◆ Work instructions:
A. From the TLC+ description, list each of the goals that the December 2009 group of experts considered a Test & Treat strategy could help the United States accomplish.
B. Determine whether each statement agrees with the TLC+ description, answering yes or no and quoting the words of the description that decide it: (i) The group of HIV/AIDS experts met in December 2009. (ii) The number of new HIV infections each year has risen steadily over the past decade. (iii) 21% of HIV-positive people in the US are unaware of their HIV status.
C. Write a continuation of the TLC+ description, beginning after its final sentence.

A brief description of TLC+
HIV policy makers in the United States are seeking new evidence-based approaches to addressing persistent challenges in the epidemic. These include the following:
An estimated 448,000 thousand of 1.1 million HIV-positive people are not engaged in care and treatment that could prolong their lives and help to prevent additional infections. 21% of HIV-positive people in the US are unaware of their HIV status. Because they test so late, 38% of newly tested HIV-positives receive an AIDS diagnosis within one year; 25% of HIV-positive people who know their status are not engaged in care and treatment that could prolong their lives
56,300 individuals become newly infected with HIV each year, a number that has remained constant for over a decade
People of color and women experience significantly poorer HIV health outcomes than other groups.
In December 2009, a multi-disciplinary group of HIV/AIDS experts met to consider whether implementing a Test & Treat strategy could help the United States accomplish three important goals: 1) to increase the percentage of HIV-positive Americans who know their serostatus, 2) to improve the health outcomes of individuals who are HIV-positive, and 3) to reduce HIV incidence. These, as well as reducing health disparities, are also the goals President Obama has set for the National HIV/AIDS Strategy.

◆ Data extracts:
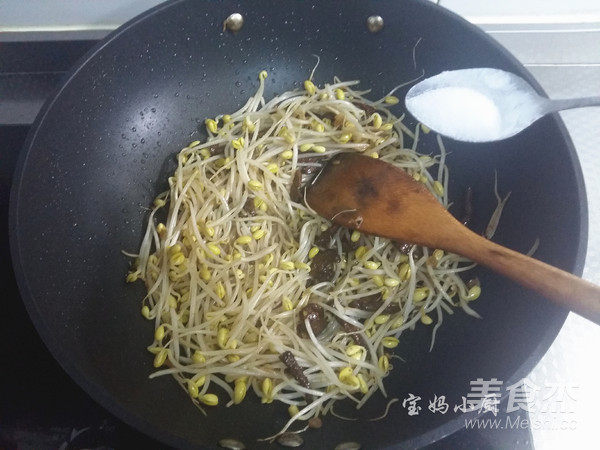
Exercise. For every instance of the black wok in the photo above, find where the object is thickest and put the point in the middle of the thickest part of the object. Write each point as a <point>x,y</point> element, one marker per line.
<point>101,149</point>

* * *

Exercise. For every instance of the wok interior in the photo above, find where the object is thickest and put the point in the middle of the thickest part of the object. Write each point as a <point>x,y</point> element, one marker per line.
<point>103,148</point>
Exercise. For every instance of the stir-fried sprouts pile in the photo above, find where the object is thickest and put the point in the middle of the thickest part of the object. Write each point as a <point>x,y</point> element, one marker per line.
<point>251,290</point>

==

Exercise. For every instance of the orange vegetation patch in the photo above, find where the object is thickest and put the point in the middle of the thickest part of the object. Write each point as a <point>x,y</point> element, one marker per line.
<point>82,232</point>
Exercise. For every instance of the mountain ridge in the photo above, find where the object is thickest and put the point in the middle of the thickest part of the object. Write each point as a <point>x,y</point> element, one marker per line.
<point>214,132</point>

◆ Outputs by task:
A.
1) to increase the percentage of HIV-positive Americans who know their serostatus
2) to improve the health outcomes of individuals who are HIV-positive
3) to reduce HIV incidence

B.
(i) Yes: "In December 2009, a multi-disciplinary group of HIV/AIDS experts met"
(ii) No: "a number that has remained constant for over a decade"
(iii) Yes: "21% of HIV-positive people in the US are unaware of their HIV status."

C.
The Think Tank resulted in a recommendation to establish a national program called “Testing & Linkage to Care Plus,” or “TLC+” (the Plus referring to Treatment) as an element of the National HIV/AIDS Strategy. This program would have significant potential to help the US meet the three goals described above. (A review of scientific literature on this subject is available at www.projectinform.org/TLC+.)
The Think Tank concluded that, in addition to the demonstrated benefits to the individual of HIV treatment, a substantial body of evidence indicates that viral suppression resulting from effective antiretroviral therapy makes it less likely that an HIV-positive person will transmit HIV to an HIV-negative partner during sex, even in the absence of condom use. Statistical models have come to differing conclusions about the extent to which programs to increase the diagnosis and treatment of HIV-positive people might reduce HIV transmission on a population-wide basis, but various models have concluded that they could have beneficial impact.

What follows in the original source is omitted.